▸ **Exercise objective**: Please copy each line of the records below that holds the word "rough".

▸ **Material for the task**:
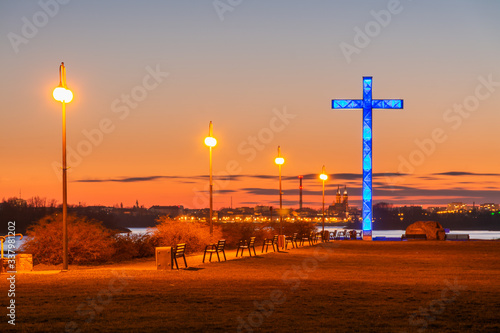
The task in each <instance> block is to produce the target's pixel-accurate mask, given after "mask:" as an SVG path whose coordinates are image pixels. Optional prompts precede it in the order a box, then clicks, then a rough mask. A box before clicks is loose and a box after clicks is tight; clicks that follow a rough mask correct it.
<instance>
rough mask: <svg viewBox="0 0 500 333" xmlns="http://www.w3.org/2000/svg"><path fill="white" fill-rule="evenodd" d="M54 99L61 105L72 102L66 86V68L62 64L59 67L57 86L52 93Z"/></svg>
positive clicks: (69, 93)
mask: <svg viewBox="0 0 500 333" xmlns="http://www.w3.org/2000/svg"><path fill="white" fill-rule="evenodd" d="M52 96H53V97H54V99H55V100H56V101H58V102H61V103H69V102H71V101H72V100H73V92H71V90H69V89H68V87H67V86H66V67H64V62H61V65H60V66H59V85H58V86H57V87H56V88H55V89H54V91H53V92H52Z"/></svg>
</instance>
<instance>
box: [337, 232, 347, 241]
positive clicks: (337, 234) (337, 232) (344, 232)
mask: <svg viewBox="0 0 500 333" xmlns="http://www.w3.org/2000/svg"><path fill="white" fill-rule="evenodd" d="M346 231H347V230H340V231H338V232H337V236H336V237H335V238H336V239H337V240H340V237H342V239H346V237H347V236H346Z"/></svg>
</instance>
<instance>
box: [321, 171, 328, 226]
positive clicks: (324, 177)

▸ **Exercise answer**:
The task in each <instance> block is to produce the target's pixel-accurate mask, given after "mask:" as an SVG path whose coordinates are image pixels. Optional prompts precede it in the order a box, then clicks, then a rough mask. A box before clicks is loose and a box after clicks is tight; clicks that follow a rough mask correct it.
rough mask: <svg viewBox="0 0 500 333" xmlns="http://www.w3.org/2000/svg"><path fill="white" fill-rule="evenodd" d="M54 99L61 105L72 102L66 86V68L62 64L59 67L57 86L52 93Z"/></svg>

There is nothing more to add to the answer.